The request>
Begin at the line containing "Target — african sacred ibis" and copy exactly through the last line of the listing, skipping every picture.

Position identification records
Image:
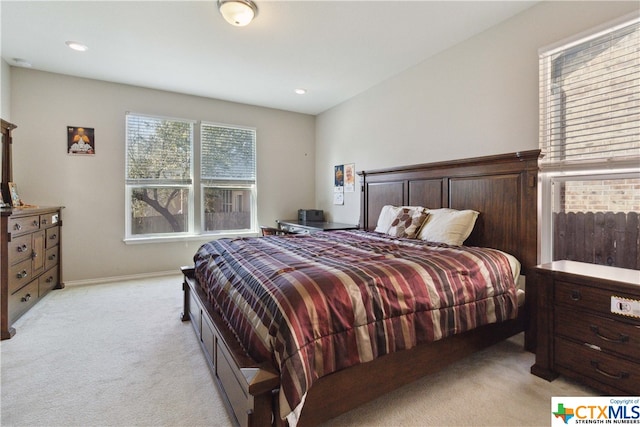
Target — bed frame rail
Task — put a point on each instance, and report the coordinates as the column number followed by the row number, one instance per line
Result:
column 248, row 389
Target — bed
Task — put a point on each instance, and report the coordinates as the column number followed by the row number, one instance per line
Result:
column 501, row 188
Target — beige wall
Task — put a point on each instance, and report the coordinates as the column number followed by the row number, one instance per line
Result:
column 477, row 98
column 92, row 188
column 5, row 90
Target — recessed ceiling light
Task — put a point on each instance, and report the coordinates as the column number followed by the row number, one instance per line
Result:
column 22, row 62
column 77, row 46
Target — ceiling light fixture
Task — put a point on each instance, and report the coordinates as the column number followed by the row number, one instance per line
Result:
column 238, row 12
column 76, row 46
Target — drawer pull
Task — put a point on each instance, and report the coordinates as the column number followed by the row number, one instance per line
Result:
column 621, row 337
column 620, row 376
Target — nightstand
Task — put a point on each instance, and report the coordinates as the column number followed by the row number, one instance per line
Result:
column 588, row 328
column 308, row 227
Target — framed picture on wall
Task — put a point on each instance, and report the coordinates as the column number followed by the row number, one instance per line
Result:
column 15, row 198
column 81, row 141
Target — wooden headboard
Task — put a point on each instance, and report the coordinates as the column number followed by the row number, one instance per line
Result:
column 503, row 188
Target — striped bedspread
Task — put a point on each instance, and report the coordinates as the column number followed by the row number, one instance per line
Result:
column 316, row 304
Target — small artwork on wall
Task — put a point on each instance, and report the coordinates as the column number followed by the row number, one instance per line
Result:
column 349, row 178
column 338, row 185
column 81, row 141
column 15, row 197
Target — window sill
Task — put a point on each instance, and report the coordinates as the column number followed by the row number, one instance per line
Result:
column 185, row 238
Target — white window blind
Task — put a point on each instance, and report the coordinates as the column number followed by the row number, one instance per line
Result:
column 228, row 154
column 590, row 100
column 228, row 178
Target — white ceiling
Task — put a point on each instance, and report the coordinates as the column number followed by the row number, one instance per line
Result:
column 334, row 49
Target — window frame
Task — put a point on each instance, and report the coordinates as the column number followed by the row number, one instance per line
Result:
column 229, row 185
column 603, row 168
column 196, row 217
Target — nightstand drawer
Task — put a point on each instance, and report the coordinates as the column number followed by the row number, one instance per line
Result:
column 586, row 297
column 608, row 334
column 19, row 275
column 48, row 281
column 23, row 225
column 51, row 257
column 20, row 249
column 53, row 236
column 49, row 219
column 602, row 367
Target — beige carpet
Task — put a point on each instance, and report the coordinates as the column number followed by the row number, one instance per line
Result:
column 118, row 355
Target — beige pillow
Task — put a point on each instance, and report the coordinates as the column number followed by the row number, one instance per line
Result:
column 448, row 226
column 388, row 214
column 407, row 222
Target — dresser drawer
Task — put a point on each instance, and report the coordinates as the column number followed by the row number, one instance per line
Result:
column 53, row 237
column 23, row 300
column 47, row 220
column 48, row 281
column 608, row 334
column 586, row 297
column 24, row 224
column 20, row 249
column 51, row 257
column 602, row 367
column 19, row 275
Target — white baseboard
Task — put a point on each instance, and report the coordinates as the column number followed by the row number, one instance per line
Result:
column 103, row 280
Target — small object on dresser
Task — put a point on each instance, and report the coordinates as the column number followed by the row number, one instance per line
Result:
column 311, row 215
column 585, row 327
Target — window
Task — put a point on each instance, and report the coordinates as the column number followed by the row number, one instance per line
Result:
column 160, row 198
column 159, row 183
column 228, row 178
column 590, row 138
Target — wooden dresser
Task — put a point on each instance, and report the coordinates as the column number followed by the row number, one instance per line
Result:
column 30, row 262
column 581, row 332
column 308, row 227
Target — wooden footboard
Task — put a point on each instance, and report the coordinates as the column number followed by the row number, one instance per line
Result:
column 502, row 188
column 248, row 388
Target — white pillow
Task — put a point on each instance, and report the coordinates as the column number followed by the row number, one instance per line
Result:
column 448, row 226
column 388, row 214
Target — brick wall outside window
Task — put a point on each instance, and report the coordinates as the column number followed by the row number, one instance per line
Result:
column 617, row 195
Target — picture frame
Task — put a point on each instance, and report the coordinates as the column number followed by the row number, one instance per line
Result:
column 15, row 197
column 81, row 141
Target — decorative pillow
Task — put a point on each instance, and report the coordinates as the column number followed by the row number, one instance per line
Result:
column 448, row 226
column 407, row 222
column 387, row 215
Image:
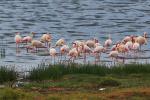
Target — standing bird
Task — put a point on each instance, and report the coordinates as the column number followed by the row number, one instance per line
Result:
column 141, row 40
column 60, row 42
column 52, row 53
column 46, row 38
column 18, row 39
column 90, row 43
column 64, row 50
column 97, row 51
column 85, row 49
column 108, row 42
column 114, row 55
column 28, row 39
column 37, row 44
column 73, row 53
column 127, row 39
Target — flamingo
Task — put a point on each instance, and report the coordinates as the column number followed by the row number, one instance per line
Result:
column 60, row 42
column 90, row 43
column 141, row 40
column 129, row 45
column 46, row 38
column 127, row 39
column 64, row 50
column 52, row 53
column 97, row 51
column 37, row 44
column 108, row 42
column 86, row 49
column 114, row 54
column 73, row 53
column 18, row 39
column 28, row 39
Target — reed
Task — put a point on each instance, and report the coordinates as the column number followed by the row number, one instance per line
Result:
column 46, row 72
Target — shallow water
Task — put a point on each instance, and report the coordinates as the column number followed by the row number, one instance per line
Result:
column 71, row 19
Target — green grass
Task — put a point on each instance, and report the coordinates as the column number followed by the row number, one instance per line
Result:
column 46, row 72
column 16, row 94
column 7, row 74
column 84, row 86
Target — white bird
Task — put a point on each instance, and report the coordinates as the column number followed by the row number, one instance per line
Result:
column 52, row 53
column 108, row 42
column 73, row 53
column 97, row 51
column 18, row 39
column 46, row 38
column 60, row 42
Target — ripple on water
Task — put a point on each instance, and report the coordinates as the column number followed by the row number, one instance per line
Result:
column 72, row 20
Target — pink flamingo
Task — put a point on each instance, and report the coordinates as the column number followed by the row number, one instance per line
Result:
column 52, row 53
column 18, row 39
column 46, row 38
column 97, row 51
column 64, row 50
column 28, row 39
column 108, row 42
column 73, row 53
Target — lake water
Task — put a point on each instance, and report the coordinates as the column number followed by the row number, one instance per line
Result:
column 70, row 19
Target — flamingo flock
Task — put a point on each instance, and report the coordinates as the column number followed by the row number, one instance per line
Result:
column 83, row 48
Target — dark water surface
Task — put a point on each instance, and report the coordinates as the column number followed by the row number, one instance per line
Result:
column 71, row 19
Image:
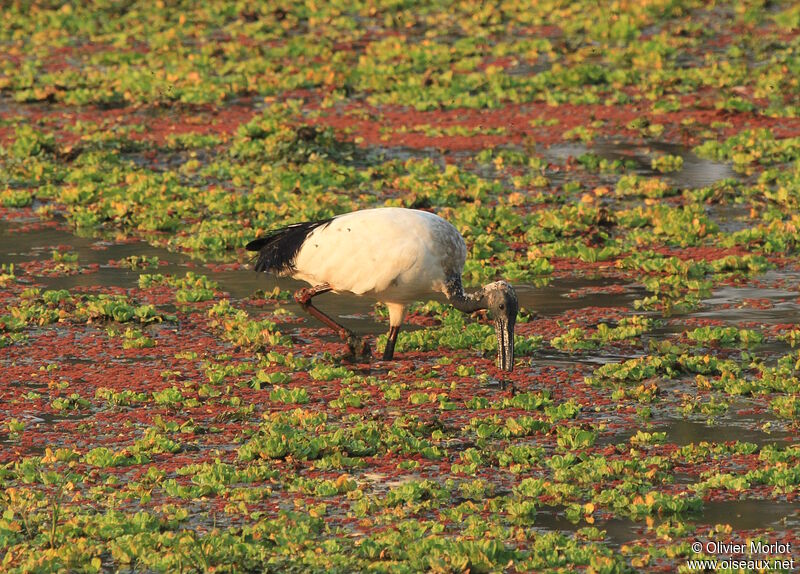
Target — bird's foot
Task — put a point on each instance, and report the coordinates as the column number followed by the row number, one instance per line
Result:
column 358, row 346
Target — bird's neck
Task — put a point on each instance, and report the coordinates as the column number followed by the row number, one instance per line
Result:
column 466, row 302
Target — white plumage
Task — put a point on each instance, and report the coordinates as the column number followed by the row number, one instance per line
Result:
column 393, row 255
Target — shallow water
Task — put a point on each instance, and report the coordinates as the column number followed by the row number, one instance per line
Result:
column 557, row 297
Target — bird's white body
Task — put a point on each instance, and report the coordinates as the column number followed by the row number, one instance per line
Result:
column 393, row 255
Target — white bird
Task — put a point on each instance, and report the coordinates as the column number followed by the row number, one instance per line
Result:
column 391, row 254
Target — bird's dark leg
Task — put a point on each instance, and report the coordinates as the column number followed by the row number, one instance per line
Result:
column 303, row 297
column 388, row 352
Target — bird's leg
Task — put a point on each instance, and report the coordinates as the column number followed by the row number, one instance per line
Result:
column 388, row 352
column 303, row 298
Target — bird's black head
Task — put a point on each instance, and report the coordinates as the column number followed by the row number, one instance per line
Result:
column 501, row 301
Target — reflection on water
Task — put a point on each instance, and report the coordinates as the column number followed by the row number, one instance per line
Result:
column 696, row 171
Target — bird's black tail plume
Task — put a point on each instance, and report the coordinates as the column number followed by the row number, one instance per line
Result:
column 278, row 249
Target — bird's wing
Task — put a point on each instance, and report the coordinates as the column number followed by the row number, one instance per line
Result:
column 358, row 253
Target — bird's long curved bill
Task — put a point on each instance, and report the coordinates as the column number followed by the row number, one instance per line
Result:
column 505, row 345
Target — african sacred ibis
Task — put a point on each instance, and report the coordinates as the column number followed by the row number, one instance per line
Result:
column 391, row 254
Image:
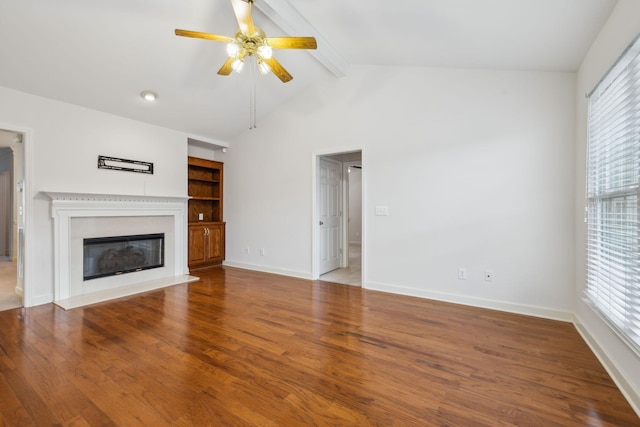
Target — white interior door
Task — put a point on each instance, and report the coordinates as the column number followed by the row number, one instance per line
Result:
column 329, row 213
column 5, row 214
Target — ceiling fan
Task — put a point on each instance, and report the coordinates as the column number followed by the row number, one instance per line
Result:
column 251, row 41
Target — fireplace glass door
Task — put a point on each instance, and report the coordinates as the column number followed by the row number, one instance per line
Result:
column 107, row 256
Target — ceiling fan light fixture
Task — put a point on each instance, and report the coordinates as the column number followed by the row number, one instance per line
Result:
column 237, row 65
column 265, row 51
column 263, row 67
column 233, row 49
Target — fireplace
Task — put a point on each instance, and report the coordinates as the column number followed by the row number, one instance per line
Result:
column 80, row 217
column 108, row 256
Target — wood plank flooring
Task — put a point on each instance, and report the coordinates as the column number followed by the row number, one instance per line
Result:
column 245, row 348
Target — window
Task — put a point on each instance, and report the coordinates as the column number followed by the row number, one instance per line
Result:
column 613, row 193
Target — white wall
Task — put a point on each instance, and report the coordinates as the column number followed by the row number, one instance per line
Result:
column 65, row 143
column 621, row 362
column 476, row 168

Task result>
Target — african sacred ibis
Task — put a point on each instance, and report the coordinates as the column number followed by the row number, one instance per line
Result:
column 391, row 254
Image:
Target — white interior door
Task — put a point on each instance, and report the coordinates as the column number followed by the row number, one instance per line
Result:
column 329, row 213
column 5, row 214
Target — ceiling fan
Task — put a point on each instance, and report the coordinates as the column number followed by the row number, one instance per line
Result:
column 251, row 41
Target — fireplace glass door
Task — put a point on each instance, and report the coordinates as the column number followed by the row number, one instance per line
Result:
column 107, row 256
Target — ceiling fan light fixture
Task — put a point on each instance, and report the coordinates as the column number followed by the row number, one instance per line
Result:
column 237, row 65
column 265, row 51
column 263, row 67
column 233, row 49
Target — fireplace
Task — put a point on each instance, and report the coordinates as the column number followed by the row number, one instance per line
Result:
column 80, row 217
column 108, row 256
Target — wood plank flooring
Task — put a point on each instance, and report the coordinates as the column number followed by the row number, one instance per line
Result:
column 245, row 348
Target — window
Task — put a point on each instance, and report the coordinates as the column number followed by the row number, one instance per line
Result:
column 613, row 193
Target — white wall
Task — put a point on each instance, and report the coordinates as the column number followed by the row number, one instance per line
Result:
column 65, row 143
column 621, row 362
column 476, row 168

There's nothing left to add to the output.